• **Exercise inputs**
━━━━━━━━━━━━━━━━━━━━━━━━━━━━━━

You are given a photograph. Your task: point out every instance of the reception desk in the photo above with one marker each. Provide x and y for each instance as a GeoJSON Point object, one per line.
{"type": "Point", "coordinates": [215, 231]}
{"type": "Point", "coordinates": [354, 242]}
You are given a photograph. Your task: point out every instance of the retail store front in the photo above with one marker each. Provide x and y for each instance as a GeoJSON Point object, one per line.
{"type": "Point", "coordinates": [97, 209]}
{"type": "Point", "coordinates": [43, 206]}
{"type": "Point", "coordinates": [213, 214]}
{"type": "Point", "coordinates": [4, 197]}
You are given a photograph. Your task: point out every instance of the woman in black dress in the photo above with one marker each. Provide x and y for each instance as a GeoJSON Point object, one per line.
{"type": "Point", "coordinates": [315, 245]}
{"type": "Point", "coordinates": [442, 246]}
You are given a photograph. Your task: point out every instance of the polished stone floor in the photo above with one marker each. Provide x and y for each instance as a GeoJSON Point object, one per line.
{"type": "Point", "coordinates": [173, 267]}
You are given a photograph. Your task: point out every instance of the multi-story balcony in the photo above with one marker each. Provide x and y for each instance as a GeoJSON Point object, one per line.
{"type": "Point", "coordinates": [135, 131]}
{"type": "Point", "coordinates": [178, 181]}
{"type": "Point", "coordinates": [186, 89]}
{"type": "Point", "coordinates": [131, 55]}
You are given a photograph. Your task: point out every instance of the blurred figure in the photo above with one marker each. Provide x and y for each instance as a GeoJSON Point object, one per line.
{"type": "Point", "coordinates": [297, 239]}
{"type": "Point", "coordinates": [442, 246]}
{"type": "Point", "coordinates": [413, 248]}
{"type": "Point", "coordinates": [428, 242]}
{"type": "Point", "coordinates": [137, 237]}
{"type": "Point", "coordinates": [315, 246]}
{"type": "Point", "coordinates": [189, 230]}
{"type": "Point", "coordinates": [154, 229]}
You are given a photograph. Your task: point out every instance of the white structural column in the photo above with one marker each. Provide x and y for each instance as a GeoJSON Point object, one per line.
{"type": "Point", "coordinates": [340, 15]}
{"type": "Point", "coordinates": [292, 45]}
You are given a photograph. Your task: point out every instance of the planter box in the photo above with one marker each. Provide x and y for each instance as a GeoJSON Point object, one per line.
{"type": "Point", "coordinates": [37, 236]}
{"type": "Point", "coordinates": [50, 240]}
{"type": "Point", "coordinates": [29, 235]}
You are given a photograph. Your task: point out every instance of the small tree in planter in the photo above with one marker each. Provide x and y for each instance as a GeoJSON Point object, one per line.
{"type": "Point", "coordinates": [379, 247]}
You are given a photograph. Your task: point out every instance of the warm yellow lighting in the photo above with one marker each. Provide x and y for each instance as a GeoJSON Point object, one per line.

━━━━━━━━━━━━━━━━━━━━━━━━━━━━━━

Rewrite every row above, changing "with one marker each" to "with a single marker apiece" wherever it appears and keeping everything else the same.

You are given a photograph. Your task: point out every instance of the reception desk in the photo above with a single marker apiece. Provide x and y for each instance as a GeoJSON Point object, one per line.
{"type": "Point", "coordinates": [215, 231]}
{"type": "Point", "coordinates": [354, 242]}
You are given a photograph. Your task: point out every instance of the retail store front in the photo above with a single marker apiece. Provide x and y for each instance as a GeoJSON Point object, one per line.
{"type": "Point", "coordinates": [97, 209]}
{"type": "Point", "coordinates": [43, 206]}
{"type": "Point", "coordinates": [213, 214]}
{"type": "Point", "coordinates": [4, 197]}
You are given a photograph. Your task: point out every instance of the woman in black dress in the photo above with a single marker apiece. Provide x and y for each instance as a GeoJSON Point object, one per line.
{"type": "Point", "coordinates": [315, 245]}
{"type": "Point", "coordinates": [442, 246]}
You are given a photograph. Your task: point out every instance of the polished stone floor in the photo above with a single marker apiece. Provide x and y for each instance as a GeoJSON Point object, one per line.
{"type": "Point", "coordinates": [173, 267]}
You are given a photograph. Your task: point out every instance of the multi-story balcony in the photo above with a single marker apiece. Provide x and y for each instance as a GeoJSON Point object, one per line.
{"type": "Point", "coordinates": [135, 131]}
{"type": "Point", "coordinates": [178, 181]}
{"type": "Point", "coordinates": [186, 89]}
{"type": "Point", "coordinates": [131, 55]}
You are given a photograph. Your task: point out every instance of the blurred figure in the photo above with a single marker apiece. Provide x and y for each instance as a GeoJSON Point object, one per line.
{"type": "Point", "coordinates": [297, 239]}
{"type": "Point", "coordinates": [442, 246]}
{"type": "Point", "coordinates": [413, 248]}
{"type": "Point", "coordinates": [428, 242]}
{"type": "Point", "coordinates": [137, 237]}
{"type": "Point", "coordinates": [315, 246]}
{"type": "Point", "coordinates": [189, 230]}
{"type": "Point", "coordinates": [154, 229]}
You are given a photograph. Your task: point out every instance of the white structural column in the photo above with a single marker apiece. Provide x and y for each instance as a GeoJSON Point object, one per line.
{"type": "Point", "coordinates": [340, 15]}
{"type": "Point", "coordinates": [292, 45]}
You are given a photograph. Your task: point out every instance of the planter box in the photo above with a single marker apiece. Provide x and y for each instance as a GeoJSON Point object, one per line.
{"type": "Point", "coordinates": [37, 236]}
{"type": "Point", "coordinates": [50, 240]}
{"type": "Point", "coordinates": [29, 235]}
You are given a photograph. Your task: point out every instance of the small tree in planter in the photo above with a single marker apiece. Provide x and y for each instance as a GeoJSON Point object, one per line.
{"type": "Point", "coordinates": [379, 247]}
You are given a photograph. Your task: point out every instance of the warm yellow lighting in the photo above with a single marker apiece. Provide x and y for each instance as a GeoJSON Point object, one per line.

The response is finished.